DATA SHOWN:
- - -
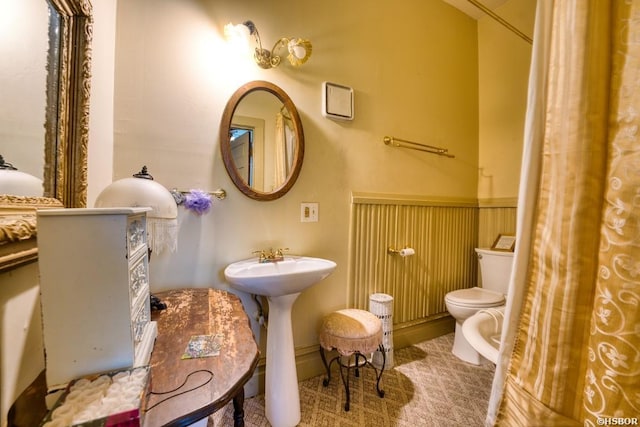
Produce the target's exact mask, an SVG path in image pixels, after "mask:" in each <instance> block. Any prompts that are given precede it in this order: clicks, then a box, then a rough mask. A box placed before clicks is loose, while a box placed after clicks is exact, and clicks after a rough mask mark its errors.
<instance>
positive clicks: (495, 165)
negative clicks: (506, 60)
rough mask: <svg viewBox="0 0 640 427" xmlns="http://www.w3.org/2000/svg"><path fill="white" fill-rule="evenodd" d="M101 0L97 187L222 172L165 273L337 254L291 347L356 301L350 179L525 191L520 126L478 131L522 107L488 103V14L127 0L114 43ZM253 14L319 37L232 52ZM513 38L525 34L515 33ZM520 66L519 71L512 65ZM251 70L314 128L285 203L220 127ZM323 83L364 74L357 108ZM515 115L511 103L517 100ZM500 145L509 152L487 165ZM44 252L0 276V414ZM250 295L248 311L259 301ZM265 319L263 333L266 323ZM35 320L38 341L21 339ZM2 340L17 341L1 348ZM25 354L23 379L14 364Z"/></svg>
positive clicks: (21, 386) (195, 285)
mask: <svg viewBox="0 0 640 427" xmlns="http://www.w3.org/2000/svg"><path fill="white" fill-rule="evenodd" d="M92 3H93V4H94V10H95V11H96V16H95V29H94V30H95V31H94V38H95V39H94V40H95V43H94V53H93V59H94V64H93V70H94V71H93V72H94V79H93V84H92V110H91V113H92V116H91V136H90V148H89V150H90V151H89V203H90V204H91V203H92V202H93V200H95V197H96V196H97V194H98V193H99V192H100V191H101V190H102V189H103V188H104V187H105V186H106V185H108V184H109V183H110V182H111V179H112V174H113V178H114V179H118V178H122V177H125V176H129V175H131V174H132V173H134V172H137V171H138V170H139V169H140V167H141V166H142V165H144V164H146V165H147V166H148V167H149V168H150V170H151V173H152V174H153V175H154V176H155V178H156V181H158V182H160V183H161V184H163V185H165V186H166V187H168V188H172V187H178V188H180V189H187V190H188V189H190V188H203V189H215V188H219V187H222V188H224V189H226V190H227V192H228V194H229V196H228V198H227V199H226V200H224V201H216V202H215V204H214V208H213V210H212V212H211V213H209V214H208V215H206V216H204V217H196V216H194V215H193V214H190V213H186V212H184V211H183V210H181V211H180V217H179V221H180V241H179V250H178V252H177V253H175V254H162V255H160V256H158V257H156V258H154V260H153V261H152V263H151V274H152V287H153V288H154V289H163V288H170V287H178V286H185V287H186V286H215V287H221V288H226V285H225V283H224V279H223V275H222V270H223V268H224V266H225V265H227V264H228V263H229V262H232V261H235V260H239V259H242V258H246V257H249V256H250V252H251V251H252V250H255V249H261V248H265V247H269V246H274V247H279V246H287V247H290V248H291V249H292V252H294V253H301V254H308V255H315V256H321V257H326V258H331V259H334V260H335V261H337V263H338V268H337V270H336V271H335V273H334V274H333V275H332V276H330V277H329V278H328V279H326V280H325V281H324V282H322V283H320V284H318V285H317V286H315V287H313V288H311V289H310V290H309V291H307V292H305V293H304V294H303V295H302V296H301V297H300V299H299V300H298V302H297V303H296V306H295V307H294V313H293V318H294V340H295V345H296V347H298V348H303V347H308V346H312V345H314V344H315V343H316V342H317V340H316V336H315V327H316V325H317V322H318V321H319V319H320V317H321V315H322V314H324V313H326V312H328V311H330V310H333V309H335V308H338V307H342V306H344V305H345V304H346V299H347V287H346V285H347V269H348V266H347V263H348V258H347V257H348V234H349V230H348V228H349V206H350V195H351V192H352V191H357V192H379V193H399V194H416V195H423V196H428V197H453V198H462V199H467V198H476V197H480V198H496V197H498V198H499V197H508V198H512V197H515V195H516V193H517V185H516V184H515V183H514V182H515V181H516V180H515V179H514V171H513V170H511V167H512V165H516V166H517V165H519V163H520V158H519V156H520V151H519V148H517V147H516V145H517V143H518V142H517V141H516V139H517V138H518V137H516V136H514V135H516V134H517V132H521V129H520V130H517V131H510V132H508V133H509V134H510V135H512V136H511V137H509V138H504V139H501V141H506V142H504V143H508V144H513V148H514V150H505V149H504V147H502V146H500V145H490V144H484V143H483V142H482V140H483V137H482V136H481V134H483V133H484V132H489V130H488V129H491V128H493V130H492V132H493V133H496V134H499V133H500V132H502V131H501V128H502V126H509V124H510V122H511V121H502V120H498V121H496V120H490V119H488V118H485V117H484V116H483V114H482V113H481V112H480V111H479V108H480V109H481V110H482V109H483V104H484V103H483V97H485V96H490V95H488V94H487V92H485V91H484V89H483V88H484V86H485V85H489V84H490V82H489V81H487V80H488V79H487V78H485V77H483V76H485V75H486V73H485V72H483V71H482V64H483V63H485V62H484V60H483V57H482V55H485V54H487V55H488V54H491V52H489V53H487V52H486V50H487V49H486V47H487V46H488V45H487V44H485V45H484V46H483V43H484V42H483V35H482V34H483V33H482V31H483V30H480V31H481V33H480V40H477V35H476V34H477V30H476V28H477V25H476V22H475V21H473V20H471V19H470V18H468V17H467V16H465V15H463V14H461V13H460V12H458V11H457V10H455V9H453V8H451V7H450V6H448V5H447V4H445V3H442V2H440V1H438V0H428V1H421V0H408V1H407V2H405V3H403V4H402V7H397V6H398V5H397V4H389V3H388V2H383V1H381V0H376V1H374V2H358V3H359V4H357V5H356V4H355V2H338V1H335V0H331V1H328V2H322V3H315V4H313V5H311V4H307V3H305V2H293V1H289V0H286V1H279V2H277V3H276V2H262V1H258V0H253V1H243V2H237V1H232V0H225V1H222V0H209V1H205V0H202V1H196V0H137V1H135V2H134V1H125V2H119V4H118V10H117V44H115V46H114V43H115V41H114V38H115V37H116V36H115V30H116V22H115V19H116V3H115V2H113V1H112V0H92ZM510 3H516V4H518V5H519V6H517V9H518V10H520V9H521V8H524V9H527V8H528V6H527V3H529V2H528V1H525V0H510V2H509V3H507V5H505V6H503V7H505V8H506V7H508V6H509V4H510ZM518 13H521V12H518ZM245 19H252V20H253V21H254V22H255V23H256V24H257V25H258V28H259V29H260V32H261V35H262V36H263V39H264V40H265V42H266V43H265V44H267V45H268V46H269V47H270V45H271V44H272V43H273V41H275V40H276V38H277V37H280V36H283V35H295V36H304V37H308V38H309V39H311V41H312V42H313V44H314V53H313V56H312V58H311V60H310V61H309V62H308V63H307V64H306V65H305V66H303V68H300V69H297V70H296V69H292V68H291V67H288V66H281V67H280V68H279V69H276V70H268V71H263V70H260V69H259V68H257V66H255V65H254V64H253V63H252V62H251V61H250V59H247V58H246V57H238V56H237V55H234V53H233V52H229V51H228V50H226V47H225V44H224V43H223V41H222V38H221V32H222V27H223V25H224V24H226V23H227V22H229V21H234V22H236V23H237V22H241V21H242V20H245ZM514 19H517V16H516V17H515V18H514ZM530 19H531V20H532V18H530ZM381 22H382V24H381ZM483 25H484V21H481V24H480V27H482V26H483ZM496 31H497V30H496ZM501 37H502V38H504V39H509V38H515V37H513V36H510V35H508V33H502V35H501ZM516 40H519V39H516ZM505 43H506V45H505V46H502V47H501V49H495V50H496V52H494V54H496V53H497V51H498V50H502V51H503V53H504V56H505V57H506V58H511V59H509V60H508V62H509V63H513V62H517V64H516V65H514V64H511V66H514V67H515V68H514V69H515V70H520V71H517V72H518V73H522V72H523V71H522V69H523V68H524V69H528V52H529V51H530V48H529V50H528V51H527V53H526V54H525V56H526V59H524V60H526V61H527V65H526V66H524V65H522V64H520V62H521V61H524V60H523V59H521V55H522V54H521V53H520V51H521V50H522V47H521V44H520V43H521V42H520V41H515V42H513V43H511V42H505ZM505 49H509V50H505ZM511 50H514V51H515V52H511ZM478 52H479V53H480V55H481V58H478ZM514 58H515V59H514ZM479 59H480V61H479ZM114 64H115V84H114V81H113V73H114ZM478 64H480V69H479V68H478V67H479V66H478ZM497 68H498V69H502V67H497ZM479 70H480V71H479ZM508 75H509V76H511V77H514V76H517V74H516V71H514V72H513V73H508ZM514 78H515V79H516V80H521V79H522V77H514ZM255 79H264V80H269V81H272V82H274V83H276V84H278V85H279V86H281V87H282V88H283V89H284V90H285V91H286V92H287V93H288V94H289V95H290V96H291V98H292V99H293V101H294V102H295V103H296V104H297V106H298V109H299V111H300V114H301V116H302V122H303V126H304V130H305V136H306V143H307V147H306V155H305V163H304V166H303V168H302V173H301V174H300V178H299V181H298V184H296V186H295V187H294V188H293V190H292V191H291V192H290V193H289V194H287V195H286V196H285V197H283V198H282V199H280V200H276V201H272V202H256V201H252V200H250V199H248V198H246V197H245V196H243V195H242V194H241V193H240V192H239V191H237V190H236V189H235V187H233V184H232V182H231V180H230V179H229V178H228V177H227V174H226V172H225V170H224V167H223V164H222V161H221V158H220V154H219V145H218V143H219V142H218V127H219V121H220V117H221V114H222V110H223V108H224V105H225V103H226V100H227V98H228V97H229V95H230V94H231V93H232V92H233V91H234V90H235V89H236V88H237V87H238V86H240V85H241V84H242V83H245V82H247V81H249V80H255ZM323 81H331V82H335V83H340V84H345V85H349V86H352V87H353V88H354V89H355V96H356V119H355V120H354V121H353V122H334V121H330V120H328V119H325V118H323V117H322V115H321V114H320V106H321V91H320V89H321V83H322V82H323ZM521 83H522V82H520V83H519V84H521ZM478 85H479V86H480V92H479V91H478V90H479V88H478ZM518 87H520V86H518ZM112 88H113V90H112ZM514 91H515V89H514ZM523 96H524V95H523V94H522V93H521V91H519V92H518V95H517V96H516V95H513V96H511V95H510V94H509V92H503V94H502V99H503V101H506V102H507V105H508V104H509V102H511V103H512V104H513V105H512V109H513V110H516V109H519V108H524V107H523V105H522V104H523V102H524V101H523V99H522V97H523ZM506 110H509V109H508V108H507V109H506ZM504 114H509V117H512V115H511V113H510V110H509V111H505V112H504ZM514 114H515V113H514ZM520 120H521V119H520ZM489 124H490V126H489ZM519 126H520V127H521V125H519ZM479 129H480V130H479ZM384 135H394V136H397V137H402V138H408V139H413V140H417V141H423V142H425V143H430V144H435V145H441V146H445V147H447V148H449V149H450V151H451V152H452V153H453V154H455V155H456V158H455V159H445V158H440V157H436V156H433V155H429V154H425V153H419V152H415V151H410V150H402V149H393V148H389V147H386V146H385V145H384V144H383V143H382V137H383V136H384ZM479 140H481V143H480V145H478V141H479ZM112 141H113V143H112ZM498 155H500V156H503V155H506V156H507V158H506V159H505V160H504V161H501V162H495V164H489V159H492V158H495V157H496V156H498ZM112 158H113V164H112ZM479 159H480V166H483V167H485V168H486V169H485V173H490V174H493V175H494V176H495V178H494V188H495V189H496V190H495V191H493V192H490V193H487V192H485V191H484V190H482V182H478V166H479ZM498 189H500V190H499V191H498ZM301 202H318V203H319V206H320V209H319V210H320V221H319V222H318V223H304V224H302V223H300V218H299V211H300V203H301ZM35 267H36V264H31V265H29V266H27V267H23V268H21V269H19V270H16V271H13V272H9V273H3V274H0V297H1V298H0V304H1V306H0V307H1V308H2V309H1V313H3V318H2V334H3V336H2V339H3V341H2V342H3V347H2V352H1V354H0V362H2V368H1V369H0V381H2V408H1V409H2V410H1V415H2V425H4V423H6V416H5V414H6V410H7V409H8V408H7V404H8V402H11V401H13V398H14V396H15V395H17V394H18V393H19V392H20V390H21V387H22V386H23V384H26V383H29V382H30V381H31V380H32V379H33V376H34V375H35V374H34V373H37V372H38V371H39V370H40V369H41V367H42V365H43V360H42V358H41V354H42V353H41V352H40V351H39V350H38V349H37V346H38V345H41V344H37V337H38V335H39V330H40V329H39V328H40V324H39V319H37V317H38V316H37V313H36V311H37V310H34V309H33V307H37V304H38V303H37V301H38V299H37V294H38V292H37V270H36V268H35ZM16 287H17V288H16ZM10 289H11V290H10ZM16 289H17V290H16ZM13 295H21V297H20V298H17V299H16V298H14V297H13ZM244 299H245V304H246V306H247V311H248V312H249V313H250V314H252V313H253V311H254V310H255V306H254V305H253V303H252V302H251V301H250V300H249V298H246V297H245V298H244ZM27 309H28V310H27ZM7 313H27V314H23V315H21V317H19V318H18V319H17V321H18V322H17V323H16V322H8V321H7V320H6V318H5V316H6V315H7ZM16 325H17V326H16ZM254 325H255V323H254ZM254 329H255V330H256V331H257V336H258V338H259V339H260V340H261V341H263V340H264V334H263V333H261V332H260V331H259V329H258V328H257V327H255V326H254ZM25 336H29V337H31V338H29V339H32V338H33V337H35V341H36V342H35V343H34V344H20V343H22V342H25V338H24V337H25ZM5 342H10V343H15V345H16V347H20V348H19V349H17V350H16V349H14V348H8V347H5ZM8 352H13V353H14V354H18V356H16V357H13V356H8V355H7V353H8ZM25 353H28V354H25ZM19 355H23V356H22V357H21V356H19ZM16 366H19V369H20V370H19V372H20V374H19V378H14V377H12V376H10V375H8V374H7V372H9V371H11V370H12V369H15V367H16Z"/></svg>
- - -
WHAT TO DO: Restate the lines of the records exactly, starting at the first and stopping after the line with "negative clicks: (506, 60)". Leave out any picture.

ANSWER AREA:
Produce the target's exact mask, an SVG path in image pixels, after "mask:" in each <instance> block. Any prompts that are given precede it in this order: clicks, then a box, then a rough mask. A box placed before clicks is loose, while a box placed after clicks is exact, and clicks after a rough mask mark its errors.
<instance>
positive clicks: (495, 165)
negative clicks: (506, 60)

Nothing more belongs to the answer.